- MATERIAL FOR THE TASK
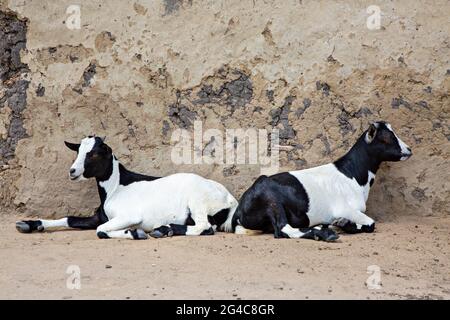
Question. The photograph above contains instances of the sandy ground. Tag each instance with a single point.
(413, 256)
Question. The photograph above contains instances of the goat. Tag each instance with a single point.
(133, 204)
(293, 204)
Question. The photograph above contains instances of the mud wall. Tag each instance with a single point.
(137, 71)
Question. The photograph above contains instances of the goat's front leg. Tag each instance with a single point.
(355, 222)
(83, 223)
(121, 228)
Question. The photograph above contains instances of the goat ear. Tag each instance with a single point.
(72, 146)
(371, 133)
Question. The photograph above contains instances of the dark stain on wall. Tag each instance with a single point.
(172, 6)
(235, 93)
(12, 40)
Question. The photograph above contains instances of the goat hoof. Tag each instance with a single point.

--

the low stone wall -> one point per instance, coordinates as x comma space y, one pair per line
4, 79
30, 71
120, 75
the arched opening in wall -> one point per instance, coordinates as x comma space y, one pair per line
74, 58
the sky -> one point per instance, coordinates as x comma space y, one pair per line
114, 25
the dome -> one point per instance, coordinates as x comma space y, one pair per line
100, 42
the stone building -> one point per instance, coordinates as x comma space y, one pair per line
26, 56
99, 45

- PROBLEM
Could you return exactly the stretch of the data above that starts at the line with "Question. The photograph above contains instances of the goat's" and ends at the line with "hoof. Tag each instance with a single point.", both lines included?

- RESULT BELOW
Question. The photograph above contains instances of the goat's front leg. Tag each instance with a single point.
(355, 222)
(83, 223)
(121, 228)
Question. The photograph above contains instances of the goat ear. Tag each instance with a single point.
(72, 146)
(371, 133)
Question. The photograph above contains instances of the dark stain on wall. Tag each instance with a single point.
(172, 6)
(235, 93)
(12, 40)
Question. The photograph above contains instances of the goat hoof. Tag each instance with a single point.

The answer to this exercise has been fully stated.